■ Source passage

End of the Journey

As the trip is ended; there will be no additional posts to Traveling With Teen for the time being.


Tuesday, April 29, 2008

Art in the Park

San Juan had it's second annual 'Art in the Park' festival a couple of weeks ago. I volunteered to help out and was given the job of distributing 200 raffle tickets to kids between 5 and 12 years old. The ticket gave them a chance to win one of 24 bicycles that had been donated by local individuals and businesses.

In order to try and ensure that each child only received one raffle ticket, we marked their hands with a magic marker. Well, magic markers and sweat don't mix so well and the magic properties wear off, as do the marks! While some kids were seen busily trying to speed this process by rubbing frantically at the spot on the backs of their hands, other kids were returning to us quite concerned that their marks had worn off and asked for a new mark.



One of the more entertaining aspects of the day was watching the volunteers try to get the tents set up to shade us all from the beating sun. That is, it was entertaining until one of tents got caught by the wind and flipped 'ass over tea kettle' as they say... fortunately all the kids got out of the way of it, and although a few adults were struck, no one was seriously injured.

■ Supplied entries
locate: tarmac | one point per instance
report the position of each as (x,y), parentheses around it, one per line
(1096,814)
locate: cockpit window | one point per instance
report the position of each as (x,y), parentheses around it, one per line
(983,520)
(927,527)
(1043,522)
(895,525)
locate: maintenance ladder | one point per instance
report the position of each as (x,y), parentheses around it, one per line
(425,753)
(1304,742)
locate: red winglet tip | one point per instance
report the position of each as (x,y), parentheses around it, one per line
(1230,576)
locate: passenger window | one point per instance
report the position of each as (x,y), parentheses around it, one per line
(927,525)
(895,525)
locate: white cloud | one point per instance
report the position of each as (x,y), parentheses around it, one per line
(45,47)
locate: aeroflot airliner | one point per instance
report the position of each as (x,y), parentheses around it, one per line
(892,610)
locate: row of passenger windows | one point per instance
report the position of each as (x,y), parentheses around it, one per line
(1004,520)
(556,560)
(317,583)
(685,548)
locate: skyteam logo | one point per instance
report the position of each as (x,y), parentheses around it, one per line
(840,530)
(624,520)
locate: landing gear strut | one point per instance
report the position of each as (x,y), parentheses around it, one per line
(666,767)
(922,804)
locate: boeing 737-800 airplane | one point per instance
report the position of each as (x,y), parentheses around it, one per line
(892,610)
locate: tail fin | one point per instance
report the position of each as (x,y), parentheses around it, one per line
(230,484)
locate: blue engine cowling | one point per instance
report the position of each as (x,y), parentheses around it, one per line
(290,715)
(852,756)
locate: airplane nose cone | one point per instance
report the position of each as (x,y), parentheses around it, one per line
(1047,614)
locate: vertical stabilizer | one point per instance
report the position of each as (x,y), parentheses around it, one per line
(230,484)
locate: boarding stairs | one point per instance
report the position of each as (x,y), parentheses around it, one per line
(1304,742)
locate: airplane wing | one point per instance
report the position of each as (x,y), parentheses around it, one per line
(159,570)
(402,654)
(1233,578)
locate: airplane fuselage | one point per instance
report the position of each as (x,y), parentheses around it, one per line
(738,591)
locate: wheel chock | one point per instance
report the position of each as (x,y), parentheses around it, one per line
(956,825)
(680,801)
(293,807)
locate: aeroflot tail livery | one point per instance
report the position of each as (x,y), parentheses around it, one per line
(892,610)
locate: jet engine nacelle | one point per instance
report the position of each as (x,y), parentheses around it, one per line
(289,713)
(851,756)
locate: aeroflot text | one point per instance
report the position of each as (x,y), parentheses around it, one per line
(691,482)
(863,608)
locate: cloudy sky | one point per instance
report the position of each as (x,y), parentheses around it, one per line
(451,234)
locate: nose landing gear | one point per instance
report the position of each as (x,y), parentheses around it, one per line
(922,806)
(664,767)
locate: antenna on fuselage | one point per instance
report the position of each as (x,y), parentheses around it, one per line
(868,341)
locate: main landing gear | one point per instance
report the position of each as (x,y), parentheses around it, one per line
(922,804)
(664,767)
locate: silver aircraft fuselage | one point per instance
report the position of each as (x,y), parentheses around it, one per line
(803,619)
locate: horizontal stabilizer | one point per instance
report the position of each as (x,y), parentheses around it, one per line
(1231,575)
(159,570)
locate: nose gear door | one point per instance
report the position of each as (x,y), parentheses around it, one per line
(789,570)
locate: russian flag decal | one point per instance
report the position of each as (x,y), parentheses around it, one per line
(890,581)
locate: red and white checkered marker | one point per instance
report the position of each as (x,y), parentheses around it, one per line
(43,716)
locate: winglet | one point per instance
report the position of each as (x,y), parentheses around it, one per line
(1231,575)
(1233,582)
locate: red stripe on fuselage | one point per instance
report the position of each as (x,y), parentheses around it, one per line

■ Try it
In the post about the Art in the Park festival, why did the volunteers mark the children's hands with a magic marker, and why did those marks stop doing their job? Answer in one to three sentences.

■ Response for this exercise
The volunteers marked each child's hand to try to ensure that each child received only one raffle ticket. The marks stopped working because magic markers and sweat don't mix well, so the marks wore off.